### Extracted data ###

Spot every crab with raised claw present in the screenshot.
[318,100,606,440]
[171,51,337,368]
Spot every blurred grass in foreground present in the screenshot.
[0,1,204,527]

###

- [Instructions for the task] How many lines of the records above contain the word "every"? Treat uppercase and lowercase as different, and reply with the number only.

- [Output for this exercise] 2